- **What to do**: Copy the lines of the material verbatim, beginning with the line that contains "108L208 102L204 103L202" and ending with the line that contains "positive clicks: (186, 129)".

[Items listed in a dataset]

::::::

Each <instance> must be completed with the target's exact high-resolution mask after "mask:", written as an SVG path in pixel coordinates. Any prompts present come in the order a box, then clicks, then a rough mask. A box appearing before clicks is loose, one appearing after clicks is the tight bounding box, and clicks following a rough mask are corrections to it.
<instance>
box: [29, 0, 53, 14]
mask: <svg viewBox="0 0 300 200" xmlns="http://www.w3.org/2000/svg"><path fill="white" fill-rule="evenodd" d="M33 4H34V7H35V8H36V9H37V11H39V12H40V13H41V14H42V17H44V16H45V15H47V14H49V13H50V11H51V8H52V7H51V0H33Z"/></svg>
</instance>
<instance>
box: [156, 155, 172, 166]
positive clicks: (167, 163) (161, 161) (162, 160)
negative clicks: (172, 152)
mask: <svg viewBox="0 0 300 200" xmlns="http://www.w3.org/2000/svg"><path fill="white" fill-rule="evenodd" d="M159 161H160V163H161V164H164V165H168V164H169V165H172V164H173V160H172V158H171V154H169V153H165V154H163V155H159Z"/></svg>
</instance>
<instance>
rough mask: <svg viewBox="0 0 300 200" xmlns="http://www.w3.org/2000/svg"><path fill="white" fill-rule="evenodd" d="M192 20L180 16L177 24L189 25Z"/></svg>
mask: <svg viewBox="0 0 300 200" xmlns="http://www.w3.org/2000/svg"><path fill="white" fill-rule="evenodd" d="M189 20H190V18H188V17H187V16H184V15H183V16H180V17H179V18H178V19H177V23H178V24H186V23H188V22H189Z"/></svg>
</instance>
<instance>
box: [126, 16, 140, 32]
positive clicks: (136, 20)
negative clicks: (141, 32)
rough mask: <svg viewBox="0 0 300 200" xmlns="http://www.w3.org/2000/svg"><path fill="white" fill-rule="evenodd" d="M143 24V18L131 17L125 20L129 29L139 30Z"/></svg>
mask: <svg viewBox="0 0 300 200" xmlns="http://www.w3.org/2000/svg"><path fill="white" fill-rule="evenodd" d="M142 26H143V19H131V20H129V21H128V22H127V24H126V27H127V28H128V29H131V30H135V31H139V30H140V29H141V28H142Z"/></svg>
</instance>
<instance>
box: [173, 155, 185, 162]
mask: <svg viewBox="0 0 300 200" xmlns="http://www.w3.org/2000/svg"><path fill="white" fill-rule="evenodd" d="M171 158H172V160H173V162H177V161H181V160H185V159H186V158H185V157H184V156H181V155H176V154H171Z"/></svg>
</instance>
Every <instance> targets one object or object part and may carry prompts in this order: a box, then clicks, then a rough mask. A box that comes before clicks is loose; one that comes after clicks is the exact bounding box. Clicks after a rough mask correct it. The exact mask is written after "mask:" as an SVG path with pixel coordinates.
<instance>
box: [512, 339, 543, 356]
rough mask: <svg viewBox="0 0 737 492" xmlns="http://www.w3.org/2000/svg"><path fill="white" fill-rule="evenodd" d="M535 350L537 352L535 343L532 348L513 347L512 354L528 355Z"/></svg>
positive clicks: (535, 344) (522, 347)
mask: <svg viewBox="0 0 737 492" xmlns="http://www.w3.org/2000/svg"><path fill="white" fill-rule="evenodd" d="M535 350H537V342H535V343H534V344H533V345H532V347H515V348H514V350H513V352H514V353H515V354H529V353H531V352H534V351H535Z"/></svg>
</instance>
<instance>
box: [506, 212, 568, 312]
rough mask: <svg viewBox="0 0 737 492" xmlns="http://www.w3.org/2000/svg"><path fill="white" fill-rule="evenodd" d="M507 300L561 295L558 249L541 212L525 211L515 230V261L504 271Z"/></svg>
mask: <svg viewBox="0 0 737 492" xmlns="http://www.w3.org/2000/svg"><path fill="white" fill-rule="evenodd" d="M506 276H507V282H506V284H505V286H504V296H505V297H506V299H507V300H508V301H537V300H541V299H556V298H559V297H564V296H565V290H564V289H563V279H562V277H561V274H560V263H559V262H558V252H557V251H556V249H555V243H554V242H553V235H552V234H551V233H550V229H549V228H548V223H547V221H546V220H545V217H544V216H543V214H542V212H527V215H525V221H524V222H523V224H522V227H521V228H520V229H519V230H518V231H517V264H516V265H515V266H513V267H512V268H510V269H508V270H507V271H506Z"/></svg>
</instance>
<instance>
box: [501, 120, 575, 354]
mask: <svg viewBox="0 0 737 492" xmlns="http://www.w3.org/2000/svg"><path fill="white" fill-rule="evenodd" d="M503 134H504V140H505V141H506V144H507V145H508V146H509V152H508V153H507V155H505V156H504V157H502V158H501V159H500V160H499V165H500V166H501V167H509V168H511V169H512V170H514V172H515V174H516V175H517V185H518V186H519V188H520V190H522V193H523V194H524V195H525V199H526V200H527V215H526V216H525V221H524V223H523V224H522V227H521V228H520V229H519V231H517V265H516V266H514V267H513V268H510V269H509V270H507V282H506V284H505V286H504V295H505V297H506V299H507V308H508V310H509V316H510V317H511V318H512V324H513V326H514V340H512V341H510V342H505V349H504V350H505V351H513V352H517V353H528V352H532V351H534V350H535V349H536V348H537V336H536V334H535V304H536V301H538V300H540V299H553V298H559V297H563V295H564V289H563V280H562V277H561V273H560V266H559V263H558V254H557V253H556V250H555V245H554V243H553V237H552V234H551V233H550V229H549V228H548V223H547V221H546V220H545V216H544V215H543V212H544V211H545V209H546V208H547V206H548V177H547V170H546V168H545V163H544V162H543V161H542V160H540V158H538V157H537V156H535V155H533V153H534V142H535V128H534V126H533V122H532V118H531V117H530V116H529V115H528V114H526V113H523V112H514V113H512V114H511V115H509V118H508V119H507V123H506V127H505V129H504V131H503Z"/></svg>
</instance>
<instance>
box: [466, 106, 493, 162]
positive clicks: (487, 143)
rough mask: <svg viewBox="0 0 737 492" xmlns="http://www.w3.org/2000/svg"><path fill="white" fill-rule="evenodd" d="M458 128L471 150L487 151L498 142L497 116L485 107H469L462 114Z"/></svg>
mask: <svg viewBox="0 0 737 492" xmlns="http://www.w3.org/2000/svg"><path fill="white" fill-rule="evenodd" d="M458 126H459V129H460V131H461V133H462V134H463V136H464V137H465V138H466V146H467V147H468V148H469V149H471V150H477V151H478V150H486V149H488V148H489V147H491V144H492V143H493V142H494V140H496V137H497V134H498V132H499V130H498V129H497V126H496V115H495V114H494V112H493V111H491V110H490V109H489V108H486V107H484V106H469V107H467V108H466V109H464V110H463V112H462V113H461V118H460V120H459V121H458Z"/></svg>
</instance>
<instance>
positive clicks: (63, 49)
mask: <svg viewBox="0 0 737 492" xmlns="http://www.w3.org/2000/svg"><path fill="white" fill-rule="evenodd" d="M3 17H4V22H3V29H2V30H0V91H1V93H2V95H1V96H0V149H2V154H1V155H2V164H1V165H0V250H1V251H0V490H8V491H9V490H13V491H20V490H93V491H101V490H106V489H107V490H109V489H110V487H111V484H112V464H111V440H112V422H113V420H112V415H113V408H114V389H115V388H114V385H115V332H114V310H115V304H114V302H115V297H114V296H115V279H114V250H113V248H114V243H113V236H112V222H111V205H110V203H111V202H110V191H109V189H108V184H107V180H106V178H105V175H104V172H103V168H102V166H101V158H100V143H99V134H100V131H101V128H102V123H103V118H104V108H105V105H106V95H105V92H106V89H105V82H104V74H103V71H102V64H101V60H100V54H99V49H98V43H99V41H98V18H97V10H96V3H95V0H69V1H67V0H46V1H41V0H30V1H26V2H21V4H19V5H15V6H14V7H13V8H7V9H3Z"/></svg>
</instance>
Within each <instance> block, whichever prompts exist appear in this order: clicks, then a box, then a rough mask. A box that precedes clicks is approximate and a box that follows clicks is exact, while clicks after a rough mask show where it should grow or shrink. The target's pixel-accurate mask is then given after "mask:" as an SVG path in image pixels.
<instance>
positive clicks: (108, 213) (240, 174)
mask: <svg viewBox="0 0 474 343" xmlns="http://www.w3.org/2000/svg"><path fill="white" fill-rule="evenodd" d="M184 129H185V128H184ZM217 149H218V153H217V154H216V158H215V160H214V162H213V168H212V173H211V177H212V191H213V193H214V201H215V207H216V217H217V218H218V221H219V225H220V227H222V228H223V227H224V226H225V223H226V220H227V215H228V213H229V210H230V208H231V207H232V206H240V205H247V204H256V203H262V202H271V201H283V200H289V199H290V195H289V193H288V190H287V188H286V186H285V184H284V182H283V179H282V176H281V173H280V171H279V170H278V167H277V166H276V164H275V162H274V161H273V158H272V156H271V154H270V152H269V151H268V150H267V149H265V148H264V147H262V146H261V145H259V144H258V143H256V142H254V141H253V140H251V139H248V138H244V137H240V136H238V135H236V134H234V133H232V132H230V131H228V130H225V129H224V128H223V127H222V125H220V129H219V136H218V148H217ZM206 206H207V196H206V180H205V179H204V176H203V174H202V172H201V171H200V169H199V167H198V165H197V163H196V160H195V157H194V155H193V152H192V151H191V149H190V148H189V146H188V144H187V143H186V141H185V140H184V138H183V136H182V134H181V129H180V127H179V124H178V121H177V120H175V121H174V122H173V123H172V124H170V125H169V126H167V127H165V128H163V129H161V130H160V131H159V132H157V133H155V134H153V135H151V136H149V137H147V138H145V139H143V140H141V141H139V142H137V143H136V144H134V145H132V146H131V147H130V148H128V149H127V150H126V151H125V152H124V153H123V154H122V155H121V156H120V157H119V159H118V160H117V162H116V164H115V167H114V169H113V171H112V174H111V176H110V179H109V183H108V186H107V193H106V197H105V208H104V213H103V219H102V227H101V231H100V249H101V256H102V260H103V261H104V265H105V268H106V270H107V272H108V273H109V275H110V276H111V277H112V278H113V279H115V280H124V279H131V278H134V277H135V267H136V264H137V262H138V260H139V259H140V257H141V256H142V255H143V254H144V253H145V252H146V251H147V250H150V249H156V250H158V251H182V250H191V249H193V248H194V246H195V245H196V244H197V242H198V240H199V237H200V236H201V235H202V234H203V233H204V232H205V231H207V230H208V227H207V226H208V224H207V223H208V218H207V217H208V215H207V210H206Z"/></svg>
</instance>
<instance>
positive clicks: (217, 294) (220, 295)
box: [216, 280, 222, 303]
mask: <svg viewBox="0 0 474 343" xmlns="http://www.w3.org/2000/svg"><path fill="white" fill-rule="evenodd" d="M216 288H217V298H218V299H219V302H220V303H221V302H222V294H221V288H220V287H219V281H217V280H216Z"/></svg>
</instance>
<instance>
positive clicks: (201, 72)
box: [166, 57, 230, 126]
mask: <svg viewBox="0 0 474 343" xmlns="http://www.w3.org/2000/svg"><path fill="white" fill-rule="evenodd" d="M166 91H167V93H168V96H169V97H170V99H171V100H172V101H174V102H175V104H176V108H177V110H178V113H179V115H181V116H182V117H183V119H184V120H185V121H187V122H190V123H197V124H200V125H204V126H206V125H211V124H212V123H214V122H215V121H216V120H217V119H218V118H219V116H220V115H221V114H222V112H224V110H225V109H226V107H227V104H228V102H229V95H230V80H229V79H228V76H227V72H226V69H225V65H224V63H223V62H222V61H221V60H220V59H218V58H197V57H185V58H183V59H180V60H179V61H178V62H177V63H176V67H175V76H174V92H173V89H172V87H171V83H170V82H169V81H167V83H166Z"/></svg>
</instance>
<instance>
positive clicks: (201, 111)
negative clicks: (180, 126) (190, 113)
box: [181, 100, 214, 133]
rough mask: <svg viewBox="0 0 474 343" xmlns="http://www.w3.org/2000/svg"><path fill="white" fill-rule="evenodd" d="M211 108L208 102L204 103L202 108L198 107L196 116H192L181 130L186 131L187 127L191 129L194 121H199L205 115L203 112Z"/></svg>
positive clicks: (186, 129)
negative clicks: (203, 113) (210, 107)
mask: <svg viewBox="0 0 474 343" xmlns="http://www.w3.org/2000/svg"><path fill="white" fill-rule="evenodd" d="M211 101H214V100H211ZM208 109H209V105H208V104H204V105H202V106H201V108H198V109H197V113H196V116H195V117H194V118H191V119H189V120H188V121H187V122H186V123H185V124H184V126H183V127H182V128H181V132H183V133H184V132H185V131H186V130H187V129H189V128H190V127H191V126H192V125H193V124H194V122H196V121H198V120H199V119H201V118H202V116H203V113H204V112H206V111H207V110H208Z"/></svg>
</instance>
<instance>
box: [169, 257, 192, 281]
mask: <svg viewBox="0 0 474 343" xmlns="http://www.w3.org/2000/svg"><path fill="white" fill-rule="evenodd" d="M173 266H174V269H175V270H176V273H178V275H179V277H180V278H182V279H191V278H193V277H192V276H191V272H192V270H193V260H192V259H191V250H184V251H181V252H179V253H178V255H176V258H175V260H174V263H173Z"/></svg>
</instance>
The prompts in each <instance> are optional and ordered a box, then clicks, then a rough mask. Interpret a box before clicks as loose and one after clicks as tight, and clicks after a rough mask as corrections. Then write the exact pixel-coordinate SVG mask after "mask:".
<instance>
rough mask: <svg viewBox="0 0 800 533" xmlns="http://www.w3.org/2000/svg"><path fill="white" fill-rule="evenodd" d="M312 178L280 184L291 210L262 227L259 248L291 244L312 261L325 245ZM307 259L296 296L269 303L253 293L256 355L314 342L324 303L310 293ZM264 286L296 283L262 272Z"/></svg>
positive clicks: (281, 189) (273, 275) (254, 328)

::::::

- **Solution for this task**:
rough mask: <svg viewBox="0 0 474 343" xmlns="http://www.w3.org/2000/svg"><path fill="white" fill-rule="evenodd" d="M211 108L208 102L204 103L202 108L198 107L196 116H192L181 130L186 131L187 127L191 129L194 121H199L205 115L203 112Z"/></svg>
positive clicks: (186, 129)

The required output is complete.